— Begin GIVEN ENTRIES —

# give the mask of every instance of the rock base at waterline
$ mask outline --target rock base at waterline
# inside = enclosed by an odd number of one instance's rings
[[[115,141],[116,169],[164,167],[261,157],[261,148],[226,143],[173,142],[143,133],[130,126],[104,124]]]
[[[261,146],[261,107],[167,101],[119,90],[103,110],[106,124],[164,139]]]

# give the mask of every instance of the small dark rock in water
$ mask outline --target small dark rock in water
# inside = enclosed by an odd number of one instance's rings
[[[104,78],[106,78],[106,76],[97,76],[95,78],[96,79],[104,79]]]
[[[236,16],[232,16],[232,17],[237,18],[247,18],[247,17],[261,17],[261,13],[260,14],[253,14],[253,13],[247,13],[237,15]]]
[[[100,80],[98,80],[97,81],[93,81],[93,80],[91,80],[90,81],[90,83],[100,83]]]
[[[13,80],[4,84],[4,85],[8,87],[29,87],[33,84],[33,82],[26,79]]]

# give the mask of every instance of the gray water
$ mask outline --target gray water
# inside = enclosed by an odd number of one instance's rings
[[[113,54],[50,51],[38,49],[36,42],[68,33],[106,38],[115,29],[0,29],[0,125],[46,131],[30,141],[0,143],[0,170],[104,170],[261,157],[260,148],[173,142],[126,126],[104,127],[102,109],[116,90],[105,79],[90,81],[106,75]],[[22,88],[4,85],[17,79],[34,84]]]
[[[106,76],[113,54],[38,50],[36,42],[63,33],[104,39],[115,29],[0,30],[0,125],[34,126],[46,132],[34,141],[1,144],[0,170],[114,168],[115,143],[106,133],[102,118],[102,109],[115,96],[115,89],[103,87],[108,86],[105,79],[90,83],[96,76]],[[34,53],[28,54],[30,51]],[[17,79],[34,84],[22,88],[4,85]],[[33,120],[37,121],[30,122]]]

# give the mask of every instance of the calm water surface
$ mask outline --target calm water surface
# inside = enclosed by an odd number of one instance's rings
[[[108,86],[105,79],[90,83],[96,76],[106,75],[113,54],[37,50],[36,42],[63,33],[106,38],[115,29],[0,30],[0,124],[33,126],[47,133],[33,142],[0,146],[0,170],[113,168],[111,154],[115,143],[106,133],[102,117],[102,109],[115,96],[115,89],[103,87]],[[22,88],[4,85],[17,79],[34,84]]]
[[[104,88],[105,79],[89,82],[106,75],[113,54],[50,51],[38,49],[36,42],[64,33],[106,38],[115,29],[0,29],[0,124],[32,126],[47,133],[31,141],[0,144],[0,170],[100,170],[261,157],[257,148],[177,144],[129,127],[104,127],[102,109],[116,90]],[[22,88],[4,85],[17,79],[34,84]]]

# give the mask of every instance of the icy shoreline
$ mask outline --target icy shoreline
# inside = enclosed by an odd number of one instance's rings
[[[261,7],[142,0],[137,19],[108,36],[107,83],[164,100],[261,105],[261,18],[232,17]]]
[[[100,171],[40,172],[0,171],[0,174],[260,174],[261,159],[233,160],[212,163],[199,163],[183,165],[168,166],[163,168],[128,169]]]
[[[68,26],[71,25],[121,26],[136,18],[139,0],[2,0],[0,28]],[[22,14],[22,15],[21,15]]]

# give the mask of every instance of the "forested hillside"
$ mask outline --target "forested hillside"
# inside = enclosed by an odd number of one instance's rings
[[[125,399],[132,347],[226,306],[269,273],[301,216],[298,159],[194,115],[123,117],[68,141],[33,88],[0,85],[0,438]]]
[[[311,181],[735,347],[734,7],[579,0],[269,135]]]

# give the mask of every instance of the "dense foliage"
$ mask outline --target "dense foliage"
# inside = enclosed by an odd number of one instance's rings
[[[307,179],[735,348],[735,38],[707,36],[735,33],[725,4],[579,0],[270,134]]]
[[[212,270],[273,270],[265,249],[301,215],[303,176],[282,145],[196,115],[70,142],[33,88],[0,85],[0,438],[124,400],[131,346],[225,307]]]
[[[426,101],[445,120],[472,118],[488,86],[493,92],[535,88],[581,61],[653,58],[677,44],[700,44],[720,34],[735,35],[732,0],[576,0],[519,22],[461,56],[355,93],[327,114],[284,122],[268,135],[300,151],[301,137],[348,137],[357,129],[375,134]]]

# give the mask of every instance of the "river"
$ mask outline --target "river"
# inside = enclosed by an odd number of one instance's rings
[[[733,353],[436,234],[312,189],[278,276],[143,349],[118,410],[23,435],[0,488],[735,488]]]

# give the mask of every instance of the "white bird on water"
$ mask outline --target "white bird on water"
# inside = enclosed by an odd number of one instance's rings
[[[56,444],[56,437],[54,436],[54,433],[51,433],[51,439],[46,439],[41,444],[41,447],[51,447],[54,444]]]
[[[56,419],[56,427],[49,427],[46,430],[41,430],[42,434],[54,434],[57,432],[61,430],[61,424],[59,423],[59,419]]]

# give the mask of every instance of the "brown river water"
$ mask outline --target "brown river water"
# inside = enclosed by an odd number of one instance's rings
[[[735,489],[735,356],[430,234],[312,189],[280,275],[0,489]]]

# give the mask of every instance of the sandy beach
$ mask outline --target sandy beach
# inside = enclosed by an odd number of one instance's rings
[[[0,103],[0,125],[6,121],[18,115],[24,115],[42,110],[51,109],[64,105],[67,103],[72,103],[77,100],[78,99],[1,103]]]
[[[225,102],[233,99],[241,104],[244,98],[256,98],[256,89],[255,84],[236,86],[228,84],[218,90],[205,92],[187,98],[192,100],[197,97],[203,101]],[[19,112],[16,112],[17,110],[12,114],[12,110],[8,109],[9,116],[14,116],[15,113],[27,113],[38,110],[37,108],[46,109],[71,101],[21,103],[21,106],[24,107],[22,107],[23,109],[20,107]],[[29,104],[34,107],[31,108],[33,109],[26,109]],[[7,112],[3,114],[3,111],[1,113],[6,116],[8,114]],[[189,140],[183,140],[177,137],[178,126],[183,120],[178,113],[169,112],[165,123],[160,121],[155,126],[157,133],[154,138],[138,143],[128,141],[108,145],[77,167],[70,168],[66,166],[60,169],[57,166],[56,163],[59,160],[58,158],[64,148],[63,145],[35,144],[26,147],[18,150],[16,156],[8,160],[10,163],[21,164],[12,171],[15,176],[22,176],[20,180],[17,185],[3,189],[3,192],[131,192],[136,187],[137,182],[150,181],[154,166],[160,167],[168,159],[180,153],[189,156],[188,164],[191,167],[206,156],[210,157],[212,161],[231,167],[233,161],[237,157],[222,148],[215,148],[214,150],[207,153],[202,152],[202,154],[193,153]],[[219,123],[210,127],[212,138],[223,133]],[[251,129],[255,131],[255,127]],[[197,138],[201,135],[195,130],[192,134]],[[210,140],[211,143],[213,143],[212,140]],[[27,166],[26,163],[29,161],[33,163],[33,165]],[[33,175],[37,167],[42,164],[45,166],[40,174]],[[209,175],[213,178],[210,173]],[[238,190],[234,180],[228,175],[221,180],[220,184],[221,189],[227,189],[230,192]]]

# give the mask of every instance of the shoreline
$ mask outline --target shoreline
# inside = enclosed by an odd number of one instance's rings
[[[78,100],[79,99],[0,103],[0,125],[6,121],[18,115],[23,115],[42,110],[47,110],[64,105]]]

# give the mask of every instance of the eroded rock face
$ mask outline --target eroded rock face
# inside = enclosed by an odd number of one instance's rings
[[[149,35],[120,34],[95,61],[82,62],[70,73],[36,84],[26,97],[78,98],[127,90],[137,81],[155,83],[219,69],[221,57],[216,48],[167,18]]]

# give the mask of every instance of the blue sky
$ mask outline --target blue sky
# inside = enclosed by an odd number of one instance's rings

— End GIVEN ENTRIES —

Rewrite all of the items above as a numbered list with one line per entry, and leave out the blank lines.

1. # give the mask of every instance of the rock base at waterline
2. $ mask outline --target rock base at waterline
3. # inside = enclosed by an odd number of one instance's rings
4. [[[115,141],[116,169],[164,167],[261,157],[261,148],[226,143],[173,142],[143,133],[130,126],[104,124]]]
5. [[[261,146],[261,107],[167,101],[119,90],[103,110],[106,124],[164,139]]]
6. # give the mask of every instance of the small dark rock in water
7. $ mask outline --target small dark rock in water
8. # inside = enclosed by an odd number of one instance's rings
9. [[[104,78],[106,78],[106,76],[97,76],[95,78],[96,79],[104,79]]]
10. [[[236,16],[232,16],[232,17],[237,18],[247,18],[247,17],[261,17],[261,13],[260,14],[253,14],[253,13],[247,13],[237,15]]]
11. [[[100,80],[98,80],[97,81],[93,81],[93,80],[91,80],[90,81],[90,83],[100,83]]]
12. [[[13,80],[4,84],[4,85],[8,87],[29,87],[33,84],[33,82],[26,79]]]
13. # give the mask of every instance of the gray water
14. $ mask outline --target gray water
15. # inside = enclosed by an odd number of one instance's rings
16. [[[113,54],[50,51],[38,49],[36,42],[68,33],[106,38],[115,29],[0,29],[0,125],[46,131],[30,141],[0,143],[0,170],[104,170],[261,157],[260,148],[173,142],[126,126],[104,127],[102,109],[116,90],[105,79],[90,81],[106,75]],[[22,88],[4,85],[17,79],[34,84]]]
17. [[[106,76],[113,54],[38,50],[36,42],[63,33],[104,39],[115,29],[0,30],[0,125],[34,126],[46,132],[34,141],[1,144],[0,170],[114,168],[115,143],[106,133],[102,118],[102,109],[115,96],[115,89],[103,87],[108,86],[105,79],[90,83],[96,76]],[[34,53],[28,54],[30,51]],[[17,79],[34,84],[22,88],[4,85]],[[33,120],[37,121],[30,122]]]
18. # give the mask of every instance of the calm water surface
19. $ mask outline --target calm water surface
20. # inside = enclosed by an odd number of one instance's rings
21. [[[108,86],[105,79],[90,83],[96,76],[106,75],[113,54],[37,50],[36,42],[63,33],[106,38],[115,29],[0,30],[0,124],[33,126],[47,133],[33,142],[0,146],[0,170],[113,168],[111,154],[115,143],[106,133],[102,117],[102,109],[115,96],[115,89],[103,87]],[[22,88],[4,85],[17,79],[34,84]]]
22. [[[104,88],[105,79],[89,82],[106,75],[113,54],[50,51],[38,49],[36,42],[64,33],[106,38],[115,29],[0,29],[0,124],[32,126],[47,133],[31,141],[0,144],[0,170],[100,170],[261,157],[257,148],[177,144],[129,127],[104,127],[102,109],[116,90]],[[22,88],[4,85],[17,79],[34,84]]]
23. # give the mask of every instance of the icy shoreline
24. $ mask outline --target icy shoreline
25. # inside = enclosed by an odd number of one instance's rings
26. [[[261,7],[142,0],[137,19],[108,36],[107,83],[164,100],[261,105],[261,18],[232,17]]]
27. [[[100,171],[40,172],[0,171],[0,174],[260,174],[261,159],[233,160],[212,163],[199,163],[183,165],[168,166],[163,168],[128,169]]]
28. [[[68,26],[71,25],[121,26],[136,18],[139,0],[2,0],[0,28]],[[22,14],[22,15],[21,15]]]
29. # give the mask of every instance of the "forested hillside"
30. $ mask outline --target "forested hillside"
31. # inside = enclosed by an odd number of one instance's rings
32. [[[125,399],[132,347],[226,306],[269,273],[301,216],[298,159],[194,115],[123,117],[68,141],[33,88],[0,85],[0,438]]]
33. [[[311,181],[735,347],[734,7],[579,0],[269,135]]]
34. # give the mask of every instance of the "dense foliage"
35. $ mask outline --target "dense foliage"
36. # inside = enclosed by an odd number of one instance's rings
37. [[[307,179],[735,348],[735,38],[707,36],[735,33],[725,4],[579,0],[270,134]]]
38. [[[212,270],[273,270],[265,249],[301,215],[303,176],[282,145],[196,115],[70,142],[33,88],[0,85],[0,438],[124,400],[131,346],[225,307]]]
39. [[[426,101],[445,120],[472,118],[488,86],[493,92],[535,88],[581,61],[653,58],[677,44],[700,44],[720,34],[735,35],[732,0],[576,0],[519,22],[461,56],[355,93],[327,114],[284,122],[268,135],[300,151],[301,137],[348,137],[357,129],[375,134]]]
40. # give the mask of every instance of the "river"
41. $ mask outline --target "river"
42. # inside = enclosed by an odd number of one instance's rings
43. [[[733,353],[436,234],[312,189],[278,276],[143,349],[118,410],[23,435],[0,488],[735,488]]]
44. # give the mask of every instance of the "white bird on water"
45. $ mask outline --target "white bird on water"
46. # inside = enclosed by an odd number of one instance's rings
47. [[[56,444],[56,437],[54,436],[54,433],[51,433],[51,439],[46,439],[41,444],[41,447],[51,447],[54,444]]]
48. [[[56,419],[56,427],[49,427],[46,430],[41,430],[42,434],[54,434],[57,432],[61,430],[61,424],[59,423],[59,419]]]
49. # give the mask of every instance of the "brown river water"
50. $ mask outline --target "brown river water"
51. # inside = enclosed by an odd number of one instance's rings
52. [[[735,489],[735,356],[430,234],[312,189],[280,275],[0,489]]]
53. # give the mask of every instance of the sandy beach
54. $ mask outline --target sandy beach
55. # inside = enclosed by an odd number of one instance's rings
56. [[[0,103],[0,125],[6,121],[18,115],[24,115],[42,110],[51,109],[64,105],[67,103],[72,103],[77,100],[78,99],[1,103]]]
57. [[[225,102],[233,99],[241,104],[244,98],[256,98],[256,89],[255,84],[236,86],[228,84],[218,90],[205,92],[187,98],[192,100],[197,97],[203,101]],[[19,112],[16,112],[17,110],[12,114],[12,110],[8,109],[9,116],[14,116],[15,113],[27,113],[38,110],[37,108],[46,109],[71,101],[21,103],[21,106],[24,107],[22,107],[23,109],[20,107]],[[29,104],[34,107],[31,108],[33,109],[26,109]],[[7,112],[3,114],[3,111],[1,113],[6,116],[8,114]],[[189,140],[183,140],[177,137],[178,126],[183,120],[178,113],[169,112],[165,123],[160,121],[155,126],[157,133],[154,138],[138,143],[128,141],[108,145],[77,167],[70,168],[66,166],[60,169],[57,166],[56,163],[59,160],[58,158],[64,148],[63,145],[35,144],[26,147],[18,150],[16,156],[8,160],[10,163],[21,164],[12,171],[15,176],[22,176],[20,180],[17,185],[3,189],[3,192],[131,192],[136,187],[137,182],[150,181],[154,166],[160,167],[168,159],[180,153],[189,156],[188,164],[191,167],[206,156],[210,157],[212,161],[231,167],[233,161],[237,157],[222,148],[215,148],[214,150],[207,153],[202,152],[202,154],[193,153]],[[219,123],[210,127],[212,138],[223,133]],[[251,129],[255,131],[255,127]],[[197,138],[201,135],[195,130],[192,134]],[[210,140],[211,143],[213,143],[212,140]],[[27,166],[26,163],[29,161],[33,163],[33,165]],[[33,175],[37,167],[42,164],[45,166],[40,174]],[[209,175],[213,178],[210,173]],[[238,190],[234,180],[228,175],[221,180],[220,184],[221,189],[227,189],[230,192]]]
58. # give the mask of every instance of the shoreline
59. $ mask outline --target shoreline
60. # inside = enclosed by an odd number of one instance's rings
61. [[[78,100],[79,99],[0,103],[0,125],[6,121],[18,115],[23,115],[42,110],[47,110],[64,105]]]
62. # give the mask of every instance of the eroded rock face
63. $ mask outline --target eroded rock face
64. # inside = enclosed by an odd number of one instance's rings
65. [[[149,35],[120,34],[95,61],[82,62],[70,73],[36,84],[26,97],[78,98],[127,90],[137,81],[155,83],[219,69],[221,57],[216,48],[167,18]]]
66. # give the mask of every instance of the blue sky
67. $ mask outline --target blue sky
68. # inside = enclosed by an odd number of one instance's rings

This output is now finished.